[Location identification items]
^^^^^^^^^^^^^^^^

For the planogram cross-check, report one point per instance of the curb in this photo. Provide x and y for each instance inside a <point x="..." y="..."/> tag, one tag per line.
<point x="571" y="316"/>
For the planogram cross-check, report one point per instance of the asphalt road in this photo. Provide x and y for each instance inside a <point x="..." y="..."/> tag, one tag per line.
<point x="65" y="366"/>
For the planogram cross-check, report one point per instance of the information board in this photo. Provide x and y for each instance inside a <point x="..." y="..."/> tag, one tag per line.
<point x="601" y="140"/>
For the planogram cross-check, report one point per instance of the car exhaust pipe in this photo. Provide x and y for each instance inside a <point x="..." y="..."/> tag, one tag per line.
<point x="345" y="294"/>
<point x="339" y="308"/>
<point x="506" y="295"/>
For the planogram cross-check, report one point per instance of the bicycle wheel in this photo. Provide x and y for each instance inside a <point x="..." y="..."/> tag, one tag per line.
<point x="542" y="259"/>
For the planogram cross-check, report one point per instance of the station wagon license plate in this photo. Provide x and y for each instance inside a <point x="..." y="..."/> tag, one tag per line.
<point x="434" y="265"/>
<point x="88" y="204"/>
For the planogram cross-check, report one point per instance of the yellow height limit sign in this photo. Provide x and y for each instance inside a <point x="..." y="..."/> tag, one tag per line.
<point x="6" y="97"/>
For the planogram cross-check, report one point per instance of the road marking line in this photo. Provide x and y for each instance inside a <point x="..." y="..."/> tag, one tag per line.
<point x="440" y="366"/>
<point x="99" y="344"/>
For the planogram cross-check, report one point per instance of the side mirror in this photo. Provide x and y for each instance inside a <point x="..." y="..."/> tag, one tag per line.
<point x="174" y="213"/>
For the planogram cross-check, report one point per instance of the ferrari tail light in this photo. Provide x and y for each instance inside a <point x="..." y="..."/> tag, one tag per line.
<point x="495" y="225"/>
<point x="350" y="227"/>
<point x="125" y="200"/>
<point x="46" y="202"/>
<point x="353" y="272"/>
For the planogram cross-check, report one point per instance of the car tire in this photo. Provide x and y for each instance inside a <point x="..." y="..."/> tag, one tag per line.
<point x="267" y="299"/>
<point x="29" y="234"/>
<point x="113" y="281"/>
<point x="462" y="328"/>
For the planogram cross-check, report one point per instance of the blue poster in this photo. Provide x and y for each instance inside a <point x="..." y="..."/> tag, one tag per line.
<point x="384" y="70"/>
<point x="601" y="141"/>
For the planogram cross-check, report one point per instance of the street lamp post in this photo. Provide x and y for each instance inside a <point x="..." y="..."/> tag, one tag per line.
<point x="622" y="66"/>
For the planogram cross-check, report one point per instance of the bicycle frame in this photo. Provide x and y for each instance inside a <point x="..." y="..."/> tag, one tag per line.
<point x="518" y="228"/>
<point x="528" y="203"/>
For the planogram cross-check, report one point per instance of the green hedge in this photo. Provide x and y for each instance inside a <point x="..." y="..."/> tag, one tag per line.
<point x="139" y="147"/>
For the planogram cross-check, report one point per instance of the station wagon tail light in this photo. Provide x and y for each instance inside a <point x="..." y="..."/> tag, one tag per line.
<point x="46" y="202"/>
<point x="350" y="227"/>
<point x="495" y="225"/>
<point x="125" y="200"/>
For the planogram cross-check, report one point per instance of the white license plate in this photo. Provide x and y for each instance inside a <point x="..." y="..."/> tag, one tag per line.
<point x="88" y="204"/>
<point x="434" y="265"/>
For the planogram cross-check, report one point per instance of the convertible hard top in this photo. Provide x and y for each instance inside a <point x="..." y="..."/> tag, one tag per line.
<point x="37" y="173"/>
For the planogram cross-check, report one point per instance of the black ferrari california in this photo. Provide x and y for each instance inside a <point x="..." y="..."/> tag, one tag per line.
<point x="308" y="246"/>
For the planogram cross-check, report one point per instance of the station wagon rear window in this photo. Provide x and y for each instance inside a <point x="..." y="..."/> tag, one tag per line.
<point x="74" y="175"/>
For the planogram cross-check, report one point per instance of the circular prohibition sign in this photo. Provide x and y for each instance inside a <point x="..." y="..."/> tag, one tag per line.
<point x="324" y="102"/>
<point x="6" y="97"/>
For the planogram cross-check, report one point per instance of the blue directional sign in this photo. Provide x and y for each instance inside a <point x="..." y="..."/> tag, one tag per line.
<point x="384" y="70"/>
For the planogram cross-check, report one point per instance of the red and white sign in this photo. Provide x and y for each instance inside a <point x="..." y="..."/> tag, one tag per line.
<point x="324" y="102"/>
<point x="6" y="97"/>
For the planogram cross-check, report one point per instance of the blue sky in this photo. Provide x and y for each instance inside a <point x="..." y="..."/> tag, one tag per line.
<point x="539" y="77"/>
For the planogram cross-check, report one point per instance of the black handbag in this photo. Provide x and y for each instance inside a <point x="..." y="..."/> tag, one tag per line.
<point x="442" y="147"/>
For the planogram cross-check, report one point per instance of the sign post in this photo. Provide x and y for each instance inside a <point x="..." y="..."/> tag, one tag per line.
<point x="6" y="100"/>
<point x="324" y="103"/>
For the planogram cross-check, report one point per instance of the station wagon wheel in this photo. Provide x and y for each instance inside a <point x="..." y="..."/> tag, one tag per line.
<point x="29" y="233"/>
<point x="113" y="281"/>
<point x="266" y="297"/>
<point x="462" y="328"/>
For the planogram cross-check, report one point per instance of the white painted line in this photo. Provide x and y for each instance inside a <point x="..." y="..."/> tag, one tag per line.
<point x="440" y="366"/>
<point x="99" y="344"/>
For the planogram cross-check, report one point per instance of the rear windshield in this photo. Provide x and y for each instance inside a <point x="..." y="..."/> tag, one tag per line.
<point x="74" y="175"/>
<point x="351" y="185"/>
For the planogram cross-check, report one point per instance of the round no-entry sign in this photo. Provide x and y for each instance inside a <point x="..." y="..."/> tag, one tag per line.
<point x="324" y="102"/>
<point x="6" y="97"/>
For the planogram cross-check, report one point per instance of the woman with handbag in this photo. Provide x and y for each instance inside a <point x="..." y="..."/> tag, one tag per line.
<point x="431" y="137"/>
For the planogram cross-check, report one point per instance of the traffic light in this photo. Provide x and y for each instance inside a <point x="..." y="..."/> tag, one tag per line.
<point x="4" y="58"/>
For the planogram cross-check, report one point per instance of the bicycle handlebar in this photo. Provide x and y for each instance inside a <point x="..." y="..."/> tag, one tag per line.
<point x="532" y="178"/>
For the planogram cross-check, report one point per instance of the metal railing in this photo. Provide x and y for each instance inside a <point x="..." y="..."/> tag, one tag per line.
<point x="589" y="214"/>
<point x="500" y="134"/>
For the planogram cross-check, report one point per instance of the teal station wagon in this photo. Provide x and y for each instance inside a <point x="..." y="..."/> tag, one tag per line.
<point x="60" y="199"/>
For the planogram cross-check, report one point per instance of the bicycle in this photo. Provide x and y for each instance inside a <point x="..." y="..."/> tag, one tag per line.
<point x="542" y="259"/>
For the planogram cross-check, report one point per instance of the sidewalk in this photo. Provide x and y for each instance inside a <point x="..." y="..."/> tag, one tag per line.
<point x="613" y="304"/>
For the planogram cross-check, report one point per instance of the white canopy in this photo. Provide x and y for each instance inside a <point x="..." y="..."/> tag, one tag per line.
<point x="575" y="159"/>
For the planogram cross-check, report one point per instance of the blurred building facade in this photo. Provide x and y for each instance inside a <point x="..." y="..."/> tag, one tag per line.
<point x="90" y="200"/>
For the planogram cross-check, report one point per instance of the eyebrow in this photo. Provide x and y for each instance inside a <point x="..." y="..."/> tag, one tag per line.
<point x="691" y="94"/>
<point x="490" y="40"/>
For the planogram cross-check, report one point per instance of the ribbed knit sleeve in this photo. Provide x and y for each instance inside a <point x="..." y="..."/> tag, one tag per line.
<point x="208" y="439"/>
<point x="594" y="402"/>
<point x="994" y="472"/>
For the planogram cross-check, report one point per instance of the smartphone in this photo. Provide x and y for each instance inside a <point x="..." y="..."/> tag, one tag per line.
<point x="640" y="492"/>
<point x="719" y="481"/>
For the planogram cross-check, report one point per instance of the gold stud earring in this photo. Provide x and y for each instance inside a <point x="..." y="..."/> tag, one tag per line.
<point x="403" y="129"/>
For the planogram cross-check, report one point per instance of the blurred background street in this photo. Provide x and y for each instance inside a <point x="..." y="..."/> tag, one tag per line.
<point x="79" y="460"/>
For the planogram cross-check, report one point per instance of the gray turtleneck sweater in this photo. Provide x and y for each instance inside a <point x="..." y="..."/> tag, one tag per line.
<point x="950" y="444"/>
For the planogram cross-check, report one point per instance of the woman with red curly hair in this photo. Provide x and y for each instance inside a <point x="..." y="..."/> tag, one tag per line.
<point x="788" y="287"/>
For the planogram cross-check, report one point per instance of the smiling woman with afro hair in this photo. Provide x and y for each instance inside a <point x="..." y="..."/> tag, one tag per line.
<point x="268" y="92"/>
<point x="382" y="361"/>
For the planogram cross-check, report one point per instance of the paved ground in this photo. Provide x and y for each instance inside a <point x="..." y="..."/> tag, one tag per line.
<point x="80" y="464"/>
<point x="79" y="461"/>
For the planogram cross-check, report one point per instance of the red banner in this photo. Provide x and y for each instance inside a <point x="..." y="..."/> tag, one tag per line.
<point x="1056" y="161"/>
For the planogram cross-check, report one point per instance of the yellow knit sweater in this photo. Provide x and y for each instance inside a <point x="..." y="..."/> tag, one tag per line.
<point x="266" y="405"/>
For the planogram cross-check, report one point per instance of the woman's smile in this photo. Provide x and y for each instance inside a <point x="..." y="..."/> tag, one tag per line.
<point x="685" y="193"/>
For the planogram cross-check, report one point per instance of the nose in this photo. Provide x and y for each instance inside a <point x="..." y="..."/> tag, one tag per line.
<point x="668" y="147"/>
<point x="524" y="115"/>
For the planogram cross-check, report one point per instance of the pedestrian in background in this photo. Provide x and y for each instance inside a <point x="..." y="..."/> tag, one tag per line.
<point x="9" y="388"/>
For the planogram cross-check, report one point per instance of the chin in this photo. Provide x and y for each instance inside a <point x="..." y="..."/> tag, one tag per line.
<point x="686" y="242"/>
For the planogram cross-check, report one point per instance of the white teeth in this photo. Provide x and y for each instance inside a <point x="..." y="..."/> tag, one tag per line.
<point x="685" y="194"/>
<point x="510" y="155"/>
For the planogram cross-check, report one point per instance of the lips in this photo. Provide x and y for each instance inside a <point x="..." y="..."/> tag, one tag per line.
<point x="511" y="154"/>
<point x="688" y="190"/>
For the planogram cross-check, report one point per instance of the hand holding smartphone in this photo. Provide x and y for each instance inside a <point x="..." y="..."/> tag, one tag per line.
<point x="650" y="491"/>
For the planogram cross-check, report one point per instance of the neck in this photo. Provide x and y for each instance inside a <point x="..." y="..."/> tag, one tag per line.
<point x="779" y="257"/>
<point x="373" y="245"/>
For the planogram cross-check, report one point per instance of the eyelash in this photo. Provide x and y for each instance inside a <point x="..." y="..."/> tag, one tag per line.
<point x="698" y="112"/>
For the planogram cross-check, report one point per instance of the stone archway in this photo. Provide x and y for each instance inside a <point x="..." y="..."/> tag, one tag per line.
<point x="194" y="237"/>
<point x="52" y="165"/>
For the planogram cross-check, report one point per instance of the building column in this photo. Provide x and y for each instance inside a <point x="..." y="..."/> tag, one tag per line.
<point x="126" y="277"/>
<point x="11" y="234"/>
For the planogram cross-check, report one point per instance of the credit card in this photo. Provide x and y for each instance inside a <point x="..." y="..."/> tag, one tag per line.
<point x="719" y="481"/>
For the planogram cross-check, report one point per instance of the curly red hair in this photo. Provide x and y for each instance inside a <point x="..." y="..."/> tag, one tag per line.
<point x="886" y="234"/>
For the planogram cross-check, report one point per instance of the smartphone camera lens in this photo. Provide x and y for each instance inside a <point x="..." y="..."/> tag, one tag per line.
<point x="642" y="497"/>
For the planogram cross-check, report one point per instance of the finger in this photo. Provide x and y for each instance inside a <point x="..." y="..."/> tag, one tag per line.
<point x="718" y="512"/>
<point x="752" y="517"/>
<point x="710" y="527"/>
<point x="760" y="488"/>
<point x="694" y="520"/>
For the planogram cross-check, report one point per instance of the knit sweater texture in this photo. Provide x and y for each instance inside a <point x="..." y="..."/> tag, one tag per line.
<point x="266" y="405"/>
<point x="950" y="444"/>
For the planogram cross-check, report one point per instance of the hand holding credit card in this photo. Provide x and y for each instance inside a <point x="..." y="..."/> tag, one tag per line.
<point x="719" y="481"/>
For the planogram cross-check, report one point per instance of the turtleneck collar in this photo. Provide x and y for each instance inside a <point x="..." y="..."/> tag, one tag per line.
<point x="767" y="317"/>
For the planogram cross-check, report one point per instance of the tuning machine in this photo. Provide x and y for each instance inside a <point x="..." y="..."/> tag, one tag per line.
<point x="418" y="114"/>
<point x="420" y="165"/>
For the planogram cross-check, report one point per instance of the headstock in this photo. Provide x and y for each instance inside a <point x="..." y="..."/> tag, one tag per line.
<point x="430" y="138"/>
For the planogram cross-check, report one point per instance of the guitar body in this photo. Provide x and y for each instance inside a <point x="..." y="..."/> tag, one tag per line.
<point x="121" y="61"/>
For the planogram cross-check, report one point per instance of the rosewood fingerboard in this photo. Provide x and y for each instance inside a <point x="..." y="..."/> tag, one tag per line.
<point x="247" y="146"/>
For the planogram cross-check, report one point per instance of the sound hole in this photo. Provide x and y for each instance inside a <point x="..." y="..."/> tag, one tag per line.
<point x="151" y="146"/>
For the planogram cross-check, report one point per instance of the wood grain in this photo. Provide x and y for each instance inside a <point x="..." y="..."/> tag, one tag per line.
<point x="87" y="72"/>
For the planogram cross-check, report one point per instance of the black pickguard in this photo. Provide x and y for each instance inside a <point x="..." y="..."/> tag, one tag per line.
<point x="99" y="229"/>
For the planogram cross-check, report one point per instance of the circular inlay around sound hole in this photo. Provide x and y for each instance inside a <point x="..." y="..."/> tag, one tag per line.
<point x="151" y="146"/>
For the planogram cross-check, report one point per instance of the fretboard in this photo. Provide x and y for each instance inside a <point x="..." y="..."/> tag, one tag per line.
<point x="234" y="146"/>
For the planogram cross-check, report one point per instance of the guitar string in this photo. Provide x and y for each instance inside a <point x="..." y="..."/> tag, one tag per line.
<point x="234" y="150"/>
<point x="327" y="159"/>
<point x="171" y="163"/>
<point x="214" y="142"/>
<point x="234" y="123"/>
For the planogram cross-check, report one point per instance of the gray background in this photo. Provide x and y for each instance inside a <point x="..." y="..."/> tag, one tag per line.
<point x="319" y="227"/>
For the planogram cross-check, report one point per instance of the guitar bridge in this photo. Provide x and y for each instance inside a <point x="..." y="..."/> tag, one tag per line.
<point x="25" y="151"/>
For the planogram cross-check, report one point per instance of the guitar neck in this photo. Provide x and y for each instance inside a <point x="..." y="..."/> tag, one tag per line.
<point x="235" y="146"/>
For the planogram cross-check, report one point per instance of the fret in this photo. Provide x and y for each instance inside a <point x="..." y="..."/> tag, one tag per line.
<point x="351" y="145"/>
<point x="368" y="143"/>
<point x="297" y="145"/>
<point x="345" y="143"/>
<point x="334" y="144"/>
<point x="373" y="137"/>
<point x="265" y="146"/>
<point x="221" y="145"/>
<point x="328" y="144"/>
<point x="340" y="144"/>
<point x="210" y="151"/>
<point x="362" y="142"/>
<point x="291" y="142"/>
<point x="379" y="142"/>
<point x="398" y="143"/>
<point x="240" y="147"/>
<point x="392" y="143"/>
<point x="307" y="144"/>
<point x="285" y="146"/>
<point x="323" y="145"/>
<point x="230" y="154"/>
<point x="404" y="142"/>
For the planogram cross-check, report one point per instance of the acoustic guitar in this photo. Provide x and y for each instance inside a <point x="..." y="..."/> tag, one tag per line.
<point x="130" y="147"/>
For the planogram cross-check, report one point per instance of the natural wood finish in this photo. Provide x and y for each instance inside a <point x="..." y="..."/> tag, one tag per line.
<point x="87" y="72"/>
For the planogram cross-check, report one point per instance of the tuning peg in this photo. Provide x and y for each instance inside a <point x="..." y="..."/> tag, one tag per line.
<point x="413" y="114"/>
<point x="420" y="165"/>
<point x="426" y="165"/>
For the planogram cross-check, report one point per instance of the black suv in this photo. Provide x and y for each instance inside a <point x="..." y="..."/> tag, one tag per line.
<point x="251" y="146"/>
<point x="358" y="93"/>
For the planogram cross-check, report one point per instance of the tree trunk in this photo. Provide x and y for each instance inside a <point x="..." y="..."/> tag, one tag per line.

^^^^^^^^^^^^^^^^

• _The request_: Return the lines from the line containing "the tuning peg" to the end of the entries above, exactly as they appear and with no other output.

• _The answer_:
For the planogram cross-check, report one point per instance of the tuning peg in this photo. Provide x and y for each instance inside a <point x="..." y="..."/> tag, one tag per line.
<point x="413" y="114"/>
<point x="420" y="165"/>
<point x="426" y="165"/>
For the planogram cross-check, report one point per instance of the black suv in this photo. Provide x and y for each instance inside a <point x="..." y="..."/> tag, one tag per line.
<point x="251" y="146"/>
<point x="358" y="93"/>
For the planogram cross-check, report one point per instance of the tree trunk in this photo. Provide x and y for each instance inside a <point x="..." y="..."/> tag, one tag per line.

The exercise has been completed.